PAGE EXCERPT Block Start
Redefining the Value of Work Post Covid

Photo Credit: Aamir Khan @pixabay

By Chiogor Constance Ikokwu

 Dateline: Eixample, Barcelona, Spain

 On May 1st, the world celebrated Labour Day. It’s a day set aside to honour working people globally. This year’s commemoration is striking given that Covid-19 is forcing us to revaluate what is important. In society, there is a dichotomy between what we term highly skilled and low skilled jobs. The former is arrogated a higher social status. But during the Covid-19 health crisis, the supposedly low-income workers have proved to be a critical lifeline for society.

Every evening in my neighbourhood in Eixample, Barcelona, residents burst into their balconies to stage a clap session. Some roll out the drums, others join from their windows. The clapping goes on for a few minutes. The sense of solidarity is astounding. The message is clear.

It’s a gesture of appreciation to all the health workers and other essential services staff risking their lives to keep us safe in this tough season.

When I stepped out of my house for the first time during the third week of lockdown, Barcelona was a ghost town. The usually lively city had been knocked into an eerie silence. The only people that were up and about were truck drivers delivering food and cashiers at supermarkets. It was obvious that we would starve without them.
PAGE EXCERPT Block End
INFORMATION PROVIDED Block Start
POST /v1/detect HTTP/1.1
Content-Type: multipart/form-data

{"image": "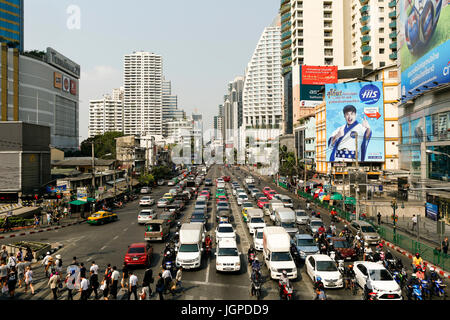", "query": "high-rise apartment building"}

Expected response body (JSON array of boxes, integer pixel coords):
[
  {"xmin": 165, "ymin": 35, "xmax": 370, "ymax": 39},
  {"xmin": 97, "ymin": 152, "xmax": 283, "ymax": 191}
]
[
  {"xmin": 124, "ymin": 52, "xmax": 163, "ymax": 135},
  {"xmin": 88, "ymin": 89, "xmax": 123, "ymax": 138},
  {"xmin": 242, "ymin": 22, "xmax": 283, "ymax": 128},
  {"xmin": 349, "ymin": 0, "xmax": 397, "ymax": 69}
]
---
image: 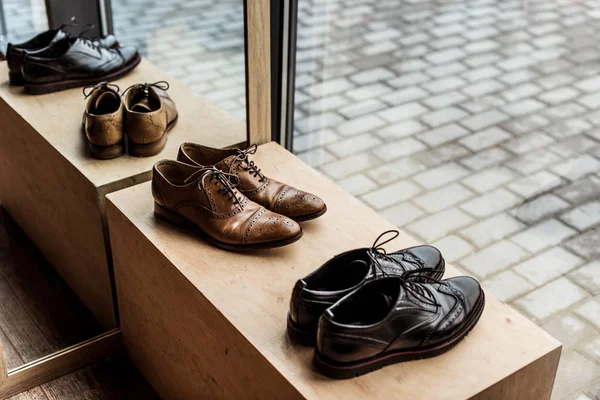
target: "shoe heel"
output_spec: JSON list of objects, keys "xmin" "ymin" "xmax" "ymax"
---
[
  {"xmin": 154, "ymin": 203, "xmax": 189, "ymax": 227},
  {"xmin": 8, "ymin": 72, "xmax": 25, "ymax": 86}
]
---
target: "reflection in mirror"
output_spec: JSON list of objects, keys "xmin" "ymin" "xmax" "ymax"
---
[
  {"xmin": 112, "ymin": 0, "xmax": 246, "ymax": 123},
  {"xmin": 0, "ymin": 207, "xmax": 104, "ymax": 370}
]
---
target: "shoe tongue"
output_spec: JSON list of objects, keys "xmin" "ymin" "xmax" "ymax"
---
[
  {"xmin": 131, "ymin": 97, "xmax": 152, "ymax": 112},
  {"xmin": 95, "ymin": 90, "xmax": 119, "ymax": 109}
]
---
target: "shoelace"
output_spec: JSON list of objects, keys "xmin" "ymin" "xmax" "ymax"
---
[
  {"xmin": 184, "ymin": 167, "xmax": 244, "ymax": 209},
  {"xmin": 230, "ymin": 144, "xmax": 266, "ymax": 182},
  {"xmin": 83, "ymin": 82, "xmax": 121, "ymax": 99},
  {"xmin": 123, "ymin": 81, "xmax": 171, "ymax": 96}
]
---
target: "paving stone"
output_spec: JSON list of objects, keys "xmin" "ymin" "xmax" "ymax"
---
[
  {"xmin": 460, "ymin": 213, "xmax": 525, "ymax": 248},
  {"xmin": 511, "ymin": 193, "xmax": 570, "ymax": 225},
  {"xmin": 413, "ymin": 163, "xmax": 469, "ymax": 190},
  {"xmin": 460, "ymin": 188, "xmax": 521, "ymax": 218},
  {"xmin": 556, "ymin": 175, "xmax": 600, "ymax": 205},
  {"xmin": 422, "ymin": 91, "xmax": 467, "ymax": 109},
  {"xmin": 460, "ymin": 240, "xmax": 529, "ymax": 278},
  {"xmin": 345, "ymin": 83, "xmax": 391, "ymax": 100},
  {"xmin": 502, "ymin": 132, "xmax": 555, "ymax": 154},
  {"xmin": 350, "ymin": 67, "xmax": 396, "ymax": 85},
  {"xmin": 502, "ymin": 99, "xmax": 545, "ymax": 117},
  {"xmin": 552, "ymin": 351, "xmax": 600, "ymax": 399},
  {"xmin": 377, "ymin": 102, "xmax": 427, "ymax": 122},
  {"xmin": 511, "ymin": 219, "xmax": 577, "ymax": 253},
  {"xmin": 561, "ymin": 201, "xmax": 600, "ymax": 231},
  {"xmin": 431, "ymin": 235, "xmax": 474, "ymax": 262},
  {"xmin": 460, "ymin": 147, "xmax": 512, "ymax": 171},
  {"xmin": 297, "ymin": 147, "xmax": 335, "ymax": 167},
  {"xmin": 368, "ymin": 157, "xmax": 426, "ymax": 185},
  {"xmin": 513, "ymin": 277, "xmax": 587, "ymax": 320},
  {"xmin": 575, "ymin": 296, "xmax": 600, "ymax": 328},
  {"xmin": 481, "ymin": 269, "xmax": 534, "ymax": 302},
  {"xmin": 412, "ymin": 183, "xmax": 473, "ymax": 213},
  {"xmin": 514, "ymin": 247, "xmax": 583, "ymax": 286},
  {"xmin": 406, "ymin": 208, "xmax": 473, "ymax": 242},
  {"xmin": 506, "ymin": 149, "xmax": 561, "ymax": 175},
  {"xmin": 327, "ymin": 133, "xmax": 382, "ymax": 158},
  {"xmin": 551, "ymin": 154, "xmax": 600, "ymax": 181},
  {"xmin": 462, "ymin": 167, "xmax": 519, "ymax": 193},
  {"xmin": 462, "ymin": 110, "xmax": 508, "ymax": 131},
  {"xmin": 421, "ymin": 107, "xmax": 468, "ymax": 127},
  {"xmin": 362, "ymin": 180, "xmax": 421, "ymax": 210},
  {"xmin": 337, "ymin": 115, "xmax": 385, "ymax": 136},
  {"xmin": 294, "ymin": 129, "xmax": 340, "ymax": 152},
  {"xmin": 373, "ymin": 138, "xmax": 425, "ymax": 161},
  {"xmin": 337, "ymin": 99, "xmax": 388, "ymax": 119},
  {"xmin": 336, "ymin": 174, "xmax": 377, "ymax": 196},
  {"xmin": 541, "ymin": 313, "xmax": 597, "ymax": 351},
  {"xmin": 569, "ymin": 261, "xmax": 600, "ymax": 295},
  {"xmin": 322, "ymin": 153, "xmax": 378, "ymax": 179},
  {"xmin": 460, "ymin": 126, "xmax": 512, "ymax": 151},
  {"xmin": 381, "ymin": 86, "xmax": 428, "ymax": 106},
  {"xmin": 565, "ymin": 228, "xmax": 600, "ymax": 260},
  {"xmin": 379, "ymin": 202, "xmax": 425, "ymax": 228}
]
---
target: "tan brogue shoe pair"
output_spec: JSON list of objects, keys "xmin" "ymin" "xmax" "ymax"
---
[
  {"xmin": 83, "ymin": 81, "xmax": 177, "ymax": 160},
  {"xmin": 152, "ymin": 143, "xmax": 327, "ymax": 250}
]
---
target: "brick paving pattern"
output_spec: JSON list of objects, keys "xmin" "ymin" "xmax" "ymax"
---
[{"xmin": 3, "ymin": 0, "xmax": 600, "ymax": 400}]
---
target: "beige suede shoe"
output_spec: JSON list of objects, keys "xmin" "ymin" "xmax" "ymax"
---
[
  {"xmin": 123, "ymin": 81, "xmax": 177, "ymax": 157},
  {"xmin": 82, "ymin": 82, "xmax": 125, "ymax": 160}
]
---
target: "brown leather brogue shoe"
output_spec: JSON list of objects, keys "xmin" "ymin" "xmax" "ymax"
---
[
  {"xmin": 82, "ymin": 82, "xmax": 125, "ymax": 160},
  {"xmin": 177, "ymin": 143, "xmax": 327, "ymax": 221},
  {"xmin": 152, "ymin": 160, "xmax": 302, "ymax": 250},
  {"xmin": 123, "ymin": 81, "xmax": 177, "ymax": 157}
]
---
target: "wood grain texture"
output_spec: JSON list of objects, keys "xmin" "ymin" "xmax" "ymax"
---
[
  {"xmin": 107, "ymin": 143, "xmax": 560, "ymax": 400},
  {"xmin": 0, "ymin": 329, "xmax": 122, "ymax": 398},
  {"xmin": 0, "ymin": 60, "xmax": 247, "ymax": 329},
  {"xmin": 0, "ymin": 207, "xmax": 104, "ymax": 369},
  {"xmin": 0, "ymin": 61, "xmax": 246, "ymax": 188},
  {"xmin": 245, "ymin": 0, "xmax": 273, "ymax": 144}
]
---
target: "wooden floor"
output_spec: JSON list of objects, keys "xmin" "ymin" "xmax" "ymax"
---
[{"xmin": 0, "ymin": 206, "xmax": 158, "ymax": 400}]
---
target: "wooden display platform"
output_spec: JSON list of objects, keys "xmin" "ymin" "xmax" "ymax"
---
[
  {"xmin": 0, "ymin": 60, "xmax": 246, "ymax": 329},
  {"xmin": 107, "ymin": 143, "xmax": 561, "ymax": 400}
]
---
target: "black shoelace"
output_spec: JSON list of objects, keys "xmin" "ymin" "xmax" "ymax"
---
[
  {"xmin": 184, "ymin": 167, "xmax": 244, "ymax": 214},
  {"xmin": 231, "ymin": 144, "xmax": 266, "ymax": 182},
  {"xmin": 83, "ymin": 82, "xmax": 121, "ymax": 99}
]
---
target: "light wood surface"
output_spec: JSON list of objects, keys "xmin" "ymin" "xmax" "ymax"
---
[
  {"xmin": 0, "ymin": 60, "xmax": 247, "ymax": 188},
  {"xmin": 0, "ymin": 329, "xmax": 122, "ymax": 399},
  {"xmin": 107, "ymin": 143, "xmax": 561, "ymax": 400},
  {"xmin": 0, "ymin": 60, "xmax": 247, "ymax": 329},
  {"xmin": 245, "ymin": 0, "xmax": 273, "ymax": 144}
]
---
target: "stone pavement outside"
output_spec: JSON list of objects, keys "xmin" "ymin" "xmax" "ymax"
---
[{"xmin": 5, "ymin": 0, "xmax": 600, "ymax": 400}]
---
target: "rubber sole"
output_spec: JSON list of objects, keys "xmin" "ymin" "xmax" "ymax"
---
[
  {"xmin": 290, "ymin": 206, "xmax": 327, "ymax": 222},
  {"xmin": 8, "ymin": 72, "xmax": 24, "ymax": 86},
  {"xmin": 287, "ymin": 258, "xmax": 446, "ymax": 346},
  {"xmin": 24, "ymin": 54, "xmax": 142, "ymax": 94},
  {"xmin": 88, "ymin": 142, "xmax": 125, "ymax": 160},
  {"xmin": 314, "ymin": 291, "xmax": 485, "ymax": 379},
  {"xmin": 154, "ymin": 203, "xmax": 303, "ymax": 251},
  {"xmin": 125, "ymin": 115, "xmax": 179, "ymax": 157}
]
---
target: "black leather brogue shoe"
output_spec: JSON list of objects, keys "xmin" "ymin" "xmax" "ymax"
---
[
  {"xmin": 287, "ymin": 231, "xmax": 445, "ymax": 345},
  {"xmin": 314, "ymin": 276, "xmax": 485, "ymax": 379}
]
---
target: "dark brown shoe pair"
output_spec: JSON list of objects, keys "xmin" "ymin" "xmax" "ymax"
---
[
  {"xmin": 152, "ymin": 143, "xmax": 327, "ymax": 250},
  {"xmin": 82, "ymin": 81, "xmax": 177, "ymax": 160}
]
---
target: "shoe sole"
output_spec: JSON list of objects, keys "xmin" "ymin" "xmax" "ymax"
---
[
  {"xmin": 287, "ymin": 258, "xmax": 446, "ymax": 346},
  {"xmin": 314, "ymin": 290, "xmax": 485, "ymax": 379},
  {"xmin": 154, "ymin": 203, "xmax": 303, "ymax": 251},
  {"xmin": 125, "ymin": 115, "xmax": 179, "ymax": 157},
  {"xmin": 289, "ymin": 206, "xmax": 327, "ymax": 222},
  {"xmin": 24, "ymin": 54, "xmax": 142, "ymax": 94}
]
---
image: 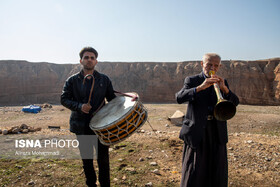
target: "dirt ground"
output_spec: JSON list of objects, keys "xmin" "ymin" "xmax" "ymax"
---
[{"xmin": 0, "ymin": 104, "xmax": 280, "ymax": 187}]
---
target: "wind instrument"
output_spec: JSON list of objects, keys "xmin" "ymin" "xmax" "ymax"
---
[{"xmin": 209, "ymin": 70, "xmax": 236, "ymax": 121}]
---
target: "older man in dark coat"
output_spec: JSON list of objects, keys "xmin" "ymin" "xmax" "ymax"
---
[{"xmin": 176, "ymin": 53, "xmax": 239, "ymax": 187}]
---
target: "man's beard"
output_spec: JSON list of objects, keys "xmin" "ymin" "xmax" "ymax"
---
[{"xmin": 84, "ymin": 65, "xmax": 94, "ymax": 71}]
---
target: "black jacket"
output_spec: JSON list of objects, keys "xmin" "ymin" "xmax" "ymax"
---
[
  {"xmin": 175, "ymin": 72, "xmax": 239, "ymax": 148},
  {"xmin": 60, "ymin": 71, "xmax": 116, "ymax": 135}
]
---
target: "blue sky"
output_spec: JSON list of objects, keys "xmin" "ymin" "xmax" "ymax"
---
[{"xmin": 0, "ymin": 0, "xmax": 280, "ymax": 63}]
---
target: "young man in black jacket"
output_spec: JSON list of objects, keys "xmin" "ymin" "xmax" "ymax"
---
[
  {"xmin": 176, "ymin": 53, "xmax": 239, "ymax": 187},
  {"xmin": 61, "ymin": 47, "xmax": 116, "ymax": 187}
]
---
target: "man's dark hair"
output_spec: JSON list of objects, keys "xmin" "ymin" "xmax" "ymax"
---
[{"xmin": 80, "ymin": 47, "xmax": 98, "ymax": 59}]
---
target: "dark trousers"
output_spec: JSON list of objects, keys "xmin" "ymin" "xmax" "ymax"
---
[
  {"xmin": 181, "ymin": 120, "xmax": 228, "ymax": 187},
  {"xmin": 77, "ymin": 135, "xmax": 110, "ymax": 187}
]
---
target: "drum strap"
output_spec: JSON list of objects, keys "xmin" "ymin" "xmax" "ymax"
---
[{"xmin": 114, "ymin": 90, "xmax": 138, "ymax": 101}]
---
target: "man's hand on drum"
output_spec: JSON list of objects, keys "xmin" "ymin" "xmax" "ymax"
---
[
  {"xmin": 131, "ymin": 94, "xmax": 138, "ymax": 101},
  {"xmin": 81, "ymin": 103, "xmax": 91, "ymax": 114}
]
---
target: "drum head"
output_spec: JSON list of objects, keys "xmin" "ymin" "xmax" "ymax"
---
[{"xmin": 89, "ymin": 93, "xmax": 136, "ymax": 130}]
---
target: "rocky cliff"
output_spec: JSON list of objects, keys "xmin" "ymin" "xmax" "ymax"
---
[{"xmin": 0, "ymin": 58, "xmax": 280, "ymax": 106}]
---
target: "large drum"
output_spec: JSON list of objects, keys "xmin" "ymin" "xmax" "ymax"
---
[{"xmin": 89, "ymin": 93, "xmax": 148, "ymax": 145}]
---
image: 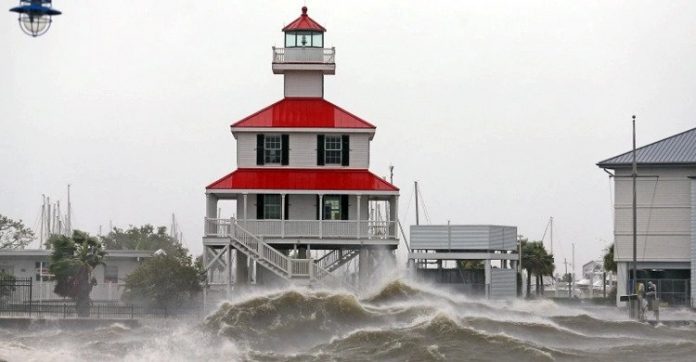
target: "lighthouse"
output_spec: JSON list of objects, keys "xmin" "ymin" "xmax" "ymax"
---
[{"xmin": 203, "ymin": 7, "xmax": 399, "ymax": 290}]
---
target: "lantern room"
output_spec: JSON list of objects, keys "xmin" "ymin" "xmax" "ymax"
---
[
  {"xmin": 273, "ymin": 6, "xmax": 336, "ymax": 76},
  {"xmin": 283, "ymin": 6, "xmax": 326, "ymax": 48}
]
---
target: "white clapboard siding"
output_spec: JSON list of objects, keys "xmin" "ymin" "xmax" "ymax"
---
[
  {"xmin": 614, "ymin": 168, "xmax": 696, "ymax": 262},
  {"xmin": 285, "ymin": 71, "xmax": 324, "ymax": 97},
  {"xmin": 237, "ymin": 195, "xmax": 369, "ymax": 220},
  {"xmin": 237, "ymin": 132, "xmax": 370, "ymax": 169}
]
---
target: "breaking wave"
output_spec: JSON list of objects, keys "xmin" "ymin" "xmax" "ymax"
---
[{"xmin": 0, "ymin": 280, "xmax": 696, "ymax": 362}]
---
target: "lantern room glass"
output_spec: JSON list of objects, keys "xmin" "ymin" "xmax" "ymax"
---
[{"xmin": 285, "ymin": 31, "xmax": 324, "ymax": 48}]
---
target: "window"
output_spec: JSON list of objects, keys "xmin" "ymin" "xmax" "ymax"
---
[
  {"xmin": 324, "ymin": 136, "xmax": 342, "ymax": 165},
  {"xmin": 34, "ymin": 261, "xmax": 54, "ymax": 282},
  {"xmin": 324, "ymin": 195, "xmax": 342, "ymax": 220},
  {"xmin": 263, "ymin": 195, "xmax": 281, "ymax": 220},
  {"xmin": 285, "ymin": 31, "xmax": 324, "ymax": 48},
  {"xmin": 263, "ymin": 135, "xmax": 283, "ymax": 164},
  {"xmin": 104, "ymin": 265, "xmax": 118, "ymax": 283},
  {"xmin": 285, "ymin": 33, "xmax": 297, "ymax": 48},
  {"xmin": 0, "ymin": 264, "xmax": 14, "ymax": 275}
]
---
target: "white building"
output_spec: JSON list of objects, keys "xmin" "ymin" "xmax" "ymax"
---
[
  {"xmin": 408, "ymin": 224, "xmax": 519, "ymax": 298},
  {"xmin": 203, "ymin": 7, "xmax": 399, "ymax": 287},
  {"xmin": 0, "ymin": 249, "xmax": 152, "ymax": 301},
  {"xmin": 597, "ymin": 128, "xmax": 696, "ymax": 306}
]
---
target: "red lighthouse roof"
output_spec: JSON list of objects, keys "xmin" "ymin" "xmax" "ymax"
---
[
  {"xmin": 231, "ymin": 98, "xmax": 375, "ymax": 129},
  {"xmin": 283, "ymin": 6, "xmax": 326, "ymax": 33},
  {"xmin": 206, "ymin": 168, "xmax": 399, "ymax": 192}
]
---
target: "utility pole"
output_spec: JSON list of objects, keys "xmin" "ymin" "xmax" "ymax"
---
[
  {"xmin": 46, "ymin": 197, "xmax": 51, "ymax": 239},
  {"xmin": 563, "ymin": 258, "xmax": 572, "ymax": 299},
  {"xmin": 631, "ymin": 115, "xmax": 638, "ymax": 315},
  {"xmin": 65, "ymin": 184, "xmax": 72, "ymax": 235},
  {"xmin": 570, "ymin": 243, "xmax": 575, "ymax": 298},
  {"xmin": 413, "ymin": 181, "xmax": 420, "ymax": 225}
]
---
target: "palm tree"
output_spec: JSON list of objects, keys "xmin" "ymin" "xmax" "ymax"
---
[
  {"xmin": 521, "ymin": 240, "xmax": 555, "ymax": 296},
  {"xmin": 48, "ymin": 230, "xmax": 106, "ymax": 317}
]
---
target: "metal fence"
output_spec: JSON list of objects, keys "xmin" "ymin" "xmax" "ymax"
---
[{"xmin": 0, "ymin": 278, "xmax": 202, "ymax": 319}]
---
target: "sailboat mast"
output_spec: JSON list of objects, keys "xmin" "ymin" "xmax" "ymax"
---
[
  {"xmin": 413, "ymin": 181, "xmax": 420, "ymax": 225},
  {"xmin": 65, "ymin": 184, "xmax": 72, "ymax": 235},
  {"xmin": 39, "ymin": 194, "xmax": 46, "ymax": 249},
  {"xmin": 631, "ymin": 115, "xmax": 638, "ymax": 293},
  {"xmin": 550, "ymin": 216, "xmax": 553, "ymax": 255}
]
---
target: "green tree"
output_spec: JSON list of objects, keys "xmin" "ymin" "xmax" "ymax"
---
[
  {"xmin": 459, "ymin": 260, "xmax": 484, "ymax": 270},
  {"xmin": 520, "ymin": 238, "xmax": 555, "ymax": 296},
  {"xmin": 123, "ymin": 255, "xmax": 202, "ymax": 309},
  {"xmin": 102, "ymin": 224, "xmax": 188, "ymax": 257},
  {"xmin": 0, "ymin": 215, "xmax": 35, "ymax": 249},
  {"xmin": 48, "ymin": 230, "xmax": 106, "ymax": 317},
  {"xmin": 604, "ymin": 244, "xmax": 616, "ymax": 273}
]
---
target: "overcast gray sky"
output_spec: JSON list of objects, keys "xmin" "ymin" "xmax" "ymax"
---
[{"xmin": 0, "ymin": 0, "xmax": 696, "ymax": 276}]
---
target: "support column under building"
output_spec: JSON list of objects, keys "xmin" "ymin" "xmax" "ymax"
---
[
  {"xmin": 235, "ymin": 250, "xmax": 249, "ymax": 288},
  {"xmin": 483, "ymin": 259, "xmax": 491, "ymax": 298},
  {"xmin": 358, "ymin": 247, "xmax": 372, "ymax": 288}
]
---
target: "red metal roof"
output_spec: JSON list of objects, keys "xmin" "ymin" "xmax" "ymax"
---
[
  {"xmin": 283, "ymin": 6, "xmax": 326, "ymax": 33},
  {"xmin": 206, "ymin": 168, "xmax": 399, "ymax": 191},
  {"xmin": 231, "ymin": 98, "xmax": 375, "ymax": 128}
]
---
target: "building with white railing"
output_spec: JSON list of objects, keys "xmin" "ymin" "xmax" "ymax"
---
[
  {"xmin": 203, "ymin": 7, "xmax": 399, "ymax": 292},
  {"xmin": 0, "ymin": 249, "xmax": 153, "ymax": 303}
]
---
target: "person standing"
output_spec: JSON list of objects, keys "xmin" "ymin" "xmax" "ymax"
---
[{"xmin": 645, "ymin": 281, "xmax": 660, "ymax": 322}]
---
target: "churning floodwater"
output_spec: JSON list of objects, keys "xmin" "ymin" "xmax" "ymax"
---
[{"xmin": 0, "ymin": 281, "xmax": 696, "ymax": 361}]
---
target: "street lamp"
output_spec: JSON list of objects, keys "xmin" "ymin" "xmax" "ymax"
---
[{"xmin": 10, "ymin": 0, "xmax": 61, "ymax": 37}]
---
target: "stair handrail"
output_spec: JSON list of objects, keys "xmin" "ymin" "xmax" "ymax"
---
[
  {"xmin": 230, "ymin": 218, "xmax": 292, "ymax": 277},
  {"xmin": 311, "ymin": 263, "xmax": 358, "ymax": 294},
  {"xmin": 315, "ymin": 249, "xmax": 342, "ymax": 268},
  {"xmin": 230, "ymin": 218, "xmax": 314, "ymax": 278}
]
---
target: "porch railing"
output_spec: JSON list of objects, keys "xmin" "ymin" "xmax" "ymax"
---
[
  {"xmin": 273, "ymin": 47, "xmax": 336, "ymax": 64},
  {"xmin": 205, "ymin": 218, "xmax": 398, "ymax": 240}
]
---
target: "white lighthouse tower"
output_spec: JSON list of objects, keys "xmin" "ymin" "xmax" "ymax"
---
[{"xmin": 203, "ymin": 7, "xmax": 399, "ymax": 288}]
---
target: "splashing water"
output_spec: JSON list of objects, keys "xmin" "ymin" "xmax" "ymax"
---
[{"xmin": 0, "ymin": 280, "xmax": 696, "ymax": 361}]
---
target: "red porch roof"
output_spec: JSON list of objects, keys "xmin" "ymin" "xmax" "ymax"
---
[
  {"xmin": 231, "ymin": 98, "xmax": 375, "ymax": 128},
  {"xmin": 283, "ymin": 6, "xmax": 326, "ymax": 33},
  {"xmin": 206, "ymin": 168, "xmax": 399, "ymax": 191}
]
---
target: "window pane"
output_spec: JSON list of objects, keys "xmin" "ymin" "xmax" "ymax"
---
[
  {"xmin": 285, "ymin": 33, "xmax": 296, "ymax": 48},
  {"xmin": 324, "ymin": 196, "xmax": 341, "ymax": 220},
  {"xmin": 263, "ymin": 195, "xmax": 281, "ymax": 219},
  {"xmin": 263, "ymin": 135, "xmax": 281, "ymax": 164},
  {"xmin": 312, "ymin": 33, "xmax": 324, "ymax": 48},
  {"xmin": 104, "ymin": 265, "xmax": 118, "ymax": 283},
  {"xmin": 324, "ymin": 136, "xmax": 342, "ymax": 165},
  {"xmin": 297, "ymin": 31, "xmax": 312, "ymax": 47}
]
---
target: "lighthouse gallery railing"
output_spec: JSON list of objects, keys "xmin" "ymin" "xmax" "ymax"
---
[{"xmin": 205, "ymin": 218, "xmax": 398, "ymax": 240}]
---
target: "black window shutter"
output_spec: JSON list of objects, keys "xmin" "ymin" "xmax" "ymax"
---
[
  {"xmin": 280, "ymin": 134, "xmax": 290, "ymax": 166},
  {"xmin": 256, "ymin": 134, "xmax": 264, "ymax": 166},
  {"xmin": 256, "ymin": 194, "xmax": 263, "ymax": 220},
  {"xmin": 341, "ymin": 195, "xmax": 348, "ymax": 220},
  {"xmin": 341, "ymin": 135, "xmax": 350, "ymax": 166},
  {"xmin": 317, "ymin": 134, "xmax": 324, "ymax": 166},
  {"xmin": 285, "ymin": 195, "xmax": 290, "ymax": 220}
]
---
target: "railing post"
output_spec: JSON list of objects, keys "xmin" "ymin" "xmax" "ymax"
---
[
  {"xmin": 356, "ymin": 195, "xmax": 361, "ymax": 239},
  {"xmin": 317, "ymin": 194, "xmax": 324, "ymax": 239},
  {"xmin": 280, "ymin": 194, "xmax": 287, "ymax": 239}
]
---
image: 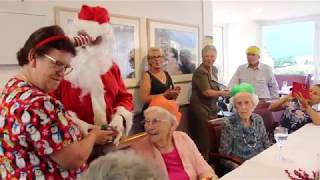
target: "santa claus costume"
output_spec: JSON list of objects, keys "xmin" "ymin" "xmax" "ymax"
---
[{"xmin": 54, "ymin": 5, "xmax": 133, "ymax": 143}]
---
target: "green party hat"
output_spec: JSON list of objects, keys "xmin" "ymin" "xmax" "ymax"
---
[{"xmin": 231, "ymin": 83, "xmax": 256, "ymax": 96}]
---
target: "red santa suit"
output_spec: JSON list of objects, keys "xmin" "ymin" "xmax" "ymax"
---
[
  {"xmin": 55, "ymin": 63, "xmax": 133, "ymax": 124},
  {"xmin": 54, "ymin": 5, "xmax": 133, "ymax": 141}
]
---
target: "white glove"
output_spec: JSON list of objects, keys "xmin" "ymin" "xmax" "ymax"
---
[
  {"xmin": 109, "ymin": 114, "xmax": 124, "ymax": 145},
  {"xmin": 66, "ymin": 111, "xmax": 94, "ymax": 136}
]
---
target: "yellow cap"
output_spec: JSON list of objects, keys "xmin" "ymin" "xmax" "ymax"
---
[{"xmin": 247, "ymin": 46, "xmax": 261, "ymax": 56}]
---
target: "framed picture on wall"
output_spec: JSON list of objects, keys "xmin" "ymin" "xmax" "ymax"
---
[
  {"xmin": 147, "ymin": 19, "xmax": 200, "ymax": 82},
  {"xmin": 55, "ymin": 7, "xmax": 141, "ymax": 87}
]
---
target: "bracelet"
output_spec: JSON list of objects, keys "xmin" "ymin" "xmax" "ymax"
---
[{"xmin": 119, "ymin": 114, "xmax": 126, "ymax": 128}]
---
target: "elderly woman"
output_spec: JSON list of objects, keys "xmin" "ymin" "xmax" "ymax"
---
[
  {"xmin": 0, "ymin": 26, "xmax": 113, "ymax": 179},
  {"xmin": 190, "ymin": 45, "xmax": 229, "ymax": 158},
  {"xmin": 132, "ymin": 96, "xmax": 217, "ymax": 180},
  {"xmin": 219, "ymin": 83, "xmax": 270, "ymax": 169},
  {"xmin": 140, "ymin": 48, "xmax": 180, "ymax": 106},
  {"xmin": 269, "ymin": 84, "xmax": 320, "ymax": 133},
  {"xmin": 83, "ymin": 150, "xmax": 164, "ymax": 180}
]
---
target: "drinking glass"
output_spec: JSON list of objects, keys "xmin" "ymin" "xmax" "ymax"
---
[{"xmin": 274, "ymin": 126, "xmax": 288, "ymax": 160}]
INFORMATION PROVIDED Block End
> **TASK STATEMENT**
Answer these questions using the article on the value of work after Covid:
1. On what date does the article say the world celebrated Labour Day?
2. What do some residents roll out during the evening clap sessions?
3. During which week of lockdown did the writer first step out of the house?
This data is separate material, unrelated to the article on the value of work after Covid.

> **ANSWER**
1. May 1st
2. Drums
3. The third week